[Start]

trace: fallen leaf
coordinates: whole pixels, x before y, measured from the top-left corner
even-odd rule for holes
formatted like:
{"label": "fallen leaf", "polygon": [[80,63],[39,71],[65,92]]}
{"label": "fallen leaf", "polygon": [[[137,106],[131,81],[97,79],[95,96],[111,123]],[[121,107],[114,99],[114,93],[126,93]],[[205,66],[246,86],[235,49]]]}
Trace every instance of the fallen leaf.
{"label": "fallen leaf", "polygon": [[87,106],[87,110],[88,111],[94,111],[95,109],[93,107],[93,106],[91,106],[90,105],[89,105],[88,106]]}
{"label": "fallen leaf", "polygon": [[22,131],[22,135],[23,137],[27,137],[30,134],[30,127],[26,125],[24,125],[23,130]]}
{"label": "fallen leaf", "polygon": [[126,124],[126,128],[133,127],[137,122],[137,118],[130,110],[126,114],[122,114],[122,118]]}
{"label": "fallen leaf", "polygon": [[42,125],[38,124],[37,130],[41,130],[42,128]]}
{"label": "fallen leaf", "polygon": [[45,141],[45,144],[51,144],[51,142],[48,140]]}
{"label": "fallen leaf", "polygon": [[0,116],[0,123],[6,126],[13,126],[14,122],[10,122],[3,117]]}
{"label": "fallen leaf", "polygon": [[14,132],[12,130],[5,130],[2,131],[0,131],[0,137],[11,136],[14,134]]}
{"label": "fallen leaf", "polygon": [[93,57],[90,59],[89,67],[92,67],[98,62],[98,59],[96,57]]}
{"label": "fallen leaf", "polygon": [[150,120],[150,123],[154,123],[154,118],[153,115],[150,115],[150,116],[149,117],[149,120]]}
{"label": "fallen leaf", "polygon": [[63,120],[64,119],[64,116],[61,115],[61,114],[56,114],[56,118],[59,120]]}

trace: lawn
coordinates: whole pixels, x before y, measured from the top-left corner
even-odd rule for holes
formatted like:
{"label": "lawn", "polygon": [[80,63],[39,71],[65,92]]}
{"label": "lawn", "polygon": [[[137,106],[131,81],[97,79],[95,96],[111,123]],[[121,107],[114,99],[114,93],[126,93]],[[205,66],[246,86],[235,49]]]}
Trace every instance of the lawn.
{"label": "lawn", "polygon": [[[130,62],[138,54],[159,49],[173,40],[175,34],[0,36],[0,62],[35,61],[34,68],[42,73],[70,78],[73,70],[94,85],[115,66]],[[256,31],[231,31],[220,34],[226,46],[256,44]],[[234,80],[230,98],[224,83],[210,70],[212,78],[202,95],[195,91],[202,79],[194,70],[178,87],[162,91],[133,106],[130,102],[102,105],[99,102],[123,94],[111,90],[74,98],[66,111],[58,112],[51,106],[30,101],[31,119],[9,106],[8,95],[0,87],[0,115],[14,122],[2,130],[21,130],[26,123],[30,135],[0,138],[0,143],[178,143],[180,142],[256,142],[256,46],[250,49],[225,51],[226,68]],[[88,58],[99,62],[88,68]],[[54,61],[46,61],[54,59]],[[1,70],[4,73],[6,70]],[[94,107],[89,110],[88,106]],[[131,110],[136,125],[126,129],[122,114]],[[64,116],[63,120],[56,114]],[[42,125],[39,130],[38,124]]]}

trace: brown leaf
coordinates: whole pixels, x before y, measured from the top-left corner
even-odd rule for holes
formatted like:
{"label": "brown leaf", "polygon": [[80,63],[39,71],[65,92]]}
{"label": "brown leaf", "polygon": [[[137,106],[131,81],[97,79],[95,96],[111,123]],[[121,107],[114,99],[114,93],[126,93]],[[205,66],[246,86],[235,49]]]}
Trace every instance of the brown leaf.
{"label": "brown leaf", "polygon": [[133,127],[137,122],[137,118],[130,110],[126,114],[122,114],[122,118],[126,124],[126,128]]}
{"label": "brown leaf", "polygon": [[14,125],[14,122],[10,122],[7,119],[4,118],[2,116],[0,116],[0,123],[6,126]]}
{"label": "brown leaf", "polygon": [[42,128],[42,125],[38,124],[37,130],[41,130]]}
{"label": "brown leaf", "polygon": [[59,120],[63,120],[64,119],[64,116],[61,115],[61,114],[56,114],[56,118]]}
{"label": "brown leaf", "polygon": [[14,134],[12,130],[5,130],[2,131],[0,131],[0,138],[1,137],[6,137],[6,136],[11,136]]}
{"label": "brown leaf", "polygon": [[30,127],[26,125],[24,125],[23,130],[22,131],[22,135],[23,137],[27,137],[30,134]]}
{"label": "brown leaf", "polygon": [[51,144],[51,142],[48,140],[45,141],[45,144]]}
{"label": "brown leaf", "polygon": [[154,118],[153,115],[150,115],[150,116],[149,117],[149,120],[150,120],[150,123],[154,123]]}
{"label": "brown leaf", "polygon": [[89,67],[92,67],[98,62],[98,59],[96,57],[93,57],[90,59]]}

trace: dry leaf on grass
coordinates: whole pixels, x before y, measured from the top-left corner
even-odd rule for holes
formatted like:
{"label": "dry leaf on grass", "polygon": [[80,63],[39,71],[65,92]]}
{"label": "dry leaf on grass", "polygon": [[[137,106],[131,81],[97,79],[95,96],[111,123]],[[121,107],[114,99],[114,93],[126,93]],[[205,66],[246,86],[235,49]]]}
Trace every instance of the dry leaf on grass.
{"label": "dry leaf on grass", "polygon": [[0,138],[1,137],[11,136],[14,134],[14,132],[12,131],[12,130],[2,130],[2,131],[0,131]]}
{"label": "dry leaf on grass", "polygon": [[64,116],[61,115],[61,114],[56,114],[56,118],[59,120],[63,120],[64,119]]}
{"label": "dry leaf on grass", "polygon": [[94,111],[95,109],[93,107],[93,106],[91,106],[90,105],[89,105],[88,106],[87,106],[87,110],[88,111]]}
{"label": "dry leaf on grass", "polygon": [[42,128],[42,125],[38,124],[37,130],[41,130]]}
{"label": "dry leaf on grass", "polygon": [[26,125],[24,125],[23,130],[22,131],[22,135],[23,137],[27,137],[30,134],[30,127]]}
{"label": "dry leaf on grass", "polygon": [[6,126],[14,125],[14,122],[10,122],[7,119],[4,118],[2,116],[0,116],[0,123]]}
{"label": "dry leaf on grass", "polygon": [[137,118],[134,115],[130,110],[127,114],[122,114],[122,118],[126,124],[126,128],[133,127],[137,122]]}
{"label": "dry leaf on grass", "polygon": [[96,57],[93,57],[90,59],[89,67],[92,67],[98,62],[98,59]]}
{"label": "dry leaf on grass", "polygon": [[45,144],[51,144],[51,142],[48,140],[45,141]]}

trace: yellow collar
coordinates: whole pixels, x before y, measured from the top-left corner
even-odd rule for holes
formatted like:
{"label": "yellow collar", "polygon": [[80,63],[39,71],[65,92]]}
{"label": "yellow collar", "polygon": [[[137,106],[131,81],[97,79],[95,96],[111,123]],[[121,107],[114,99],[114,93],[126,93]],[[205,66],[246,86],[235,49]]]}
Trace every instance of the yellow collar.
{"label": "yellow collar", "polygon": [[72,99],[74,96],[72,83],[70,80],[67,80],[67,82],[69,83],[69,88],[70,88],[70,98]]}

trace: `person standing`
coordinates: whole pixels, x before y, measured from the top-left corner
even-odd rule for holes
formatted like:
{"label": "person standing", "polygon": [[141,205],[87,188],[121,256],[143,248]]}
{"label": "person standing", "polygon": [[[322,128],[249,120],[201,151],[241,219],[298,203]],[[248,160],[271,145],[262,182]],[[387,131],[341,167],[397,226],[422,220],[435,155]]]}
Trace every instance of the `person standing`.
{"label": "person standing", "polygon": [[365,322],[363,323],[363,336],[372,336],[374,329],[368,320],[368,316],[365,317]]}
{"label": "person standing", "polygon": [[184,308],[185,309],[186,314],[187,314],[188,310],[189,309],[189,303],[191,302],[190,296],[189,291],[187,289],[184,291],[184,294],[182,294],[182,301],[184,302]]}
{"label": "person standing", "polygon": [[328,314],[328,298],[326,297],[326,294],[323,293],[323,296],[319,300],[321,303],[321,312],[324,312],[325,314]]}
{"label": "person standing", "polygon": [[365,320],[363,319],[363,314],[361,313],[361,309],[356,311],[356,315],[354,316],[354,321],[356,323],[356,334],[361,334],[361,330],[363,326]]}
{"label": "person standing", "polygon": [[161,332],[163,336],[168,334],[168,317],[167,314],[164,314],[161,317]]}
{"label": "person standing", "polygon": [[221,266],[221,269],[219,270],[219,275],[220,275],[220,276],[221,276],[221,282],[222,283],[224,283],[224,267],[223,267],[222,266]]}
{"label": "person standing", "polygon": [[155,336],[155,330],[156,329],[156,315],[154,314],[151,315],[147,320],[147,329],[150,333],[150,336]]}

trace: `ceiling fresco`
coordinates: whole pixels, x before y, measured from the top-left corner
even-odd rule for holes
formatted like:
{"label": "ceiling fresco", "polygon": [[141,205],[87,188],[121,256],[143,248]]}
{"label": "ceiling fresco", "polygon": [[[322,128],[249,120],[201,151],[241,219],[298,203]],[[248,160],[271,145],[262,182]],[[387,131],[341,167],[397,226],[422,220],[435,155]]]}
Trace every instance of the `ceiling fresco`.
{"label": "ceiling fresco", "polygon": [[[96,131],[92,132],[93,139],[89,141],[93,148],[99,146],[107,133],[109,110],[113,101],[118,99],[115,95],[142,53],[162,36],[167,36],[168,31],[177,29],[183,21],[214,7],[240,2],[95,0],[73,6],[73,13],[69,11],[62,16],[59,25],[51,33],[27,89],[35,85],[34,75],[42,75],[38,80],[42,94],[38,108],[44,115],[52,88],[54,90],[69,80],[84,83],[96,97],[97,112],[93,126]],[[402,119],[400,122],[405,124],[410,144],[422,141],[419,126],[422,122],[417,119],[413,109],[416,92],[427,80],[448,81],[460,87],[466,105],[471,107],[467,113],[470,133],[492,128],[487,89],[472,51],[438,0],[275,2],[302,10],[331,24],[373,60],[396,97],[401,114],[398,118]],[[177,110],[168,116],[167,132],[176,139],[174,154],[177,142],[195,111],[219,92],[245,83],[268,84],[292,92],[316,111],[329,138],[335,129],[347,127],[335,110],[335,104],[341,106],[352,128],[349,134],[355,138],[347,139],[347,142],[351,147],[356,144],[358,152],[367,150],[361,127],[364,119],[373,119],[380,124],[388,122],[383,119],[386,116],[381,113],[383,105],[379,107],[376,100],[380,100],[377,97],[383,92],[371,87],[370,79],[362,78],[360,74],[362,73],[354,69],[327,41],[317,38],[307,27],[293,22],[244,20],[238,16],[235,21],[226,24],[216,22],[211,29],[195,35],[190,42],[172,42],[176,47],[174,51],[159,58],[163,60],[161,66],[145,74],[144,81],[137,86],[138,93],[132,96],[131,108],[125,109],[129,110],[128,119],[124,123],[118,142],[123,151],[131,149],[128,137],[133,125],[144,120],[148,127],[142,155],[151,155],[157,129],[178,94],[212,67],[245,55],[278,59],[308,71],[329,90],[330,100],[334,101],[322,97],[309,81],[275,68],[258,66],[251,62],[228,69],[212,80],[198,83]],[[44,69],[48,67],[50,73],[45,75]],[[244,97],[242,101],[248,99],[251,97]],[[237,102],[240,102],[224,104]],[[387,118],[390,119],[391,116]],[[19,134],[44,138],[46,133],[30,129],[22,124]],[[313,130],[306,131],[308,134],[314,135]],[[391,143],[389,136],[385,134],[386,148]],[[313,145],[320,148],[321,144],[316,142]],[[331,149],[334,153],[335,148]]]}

[End]

**Requirement**. Find each line in the entries above that contains the word "standing" and copy those lines out.

**Completed task**.
trace: `person standing`
{"label": "person standing", "polygon": [[141,205],[87,188],[121,256],[143,248]]}
{"label": "person standing", "polygon": [[[322,128],[249,120],[201,151],[241,219],[298,203]],[[248,160],[271,145],[262,182]],[[387,131],[341,167],[397,226],[422,220],[435,155]]]}
Trace every instance of the `person standing`.
{"label": "person standing", "polygon": [[365,322],[363,323],[363,336],[372,336],[374,329],[368,320],[368,316],[365,317]]}
{"label": "person standing", "polygon": [[184,308],[185,309],[186,314],[187,314],[188,310],[189,309],[189,303],[191,302],[190,296],[189,291],[187,289],[184,291],[184,294],[182,294],[182,301],[184,302]]}
{"label": "person standing", "polygon": [[328,314],[328,298],[326,297],[326,294],[323,293],[323,296],[319,300],[321,303],[321,312],[324,312],[325,314]]}
{"label": "person standing", "polygon": [[365,320],[363,319],[363,314],[361,313],[361,309],[356,311],[356,315],[354,316],[354,321],[356,323],[356,334],[361,334],[361,330],[363,326]]}
{"label": "person standing", "polygon": [[161,332],[163,336],[168,334],[168,317],[167,314],[164,314],[161,317]]}
{"label": "person standing", "polygon": [[221,266],[221,269],[219,270],[219,275],[220,275],[220,276],[221,276],[221,282],[222,283],[224,283],[224,267],[223,267],[222,266]]}
{"label": "person standing", "polygon": [[155,336],[155,330],[156,329],[156,315],[154,314],[151,315],[147,320],[147,329],[150,333],[150,336]]}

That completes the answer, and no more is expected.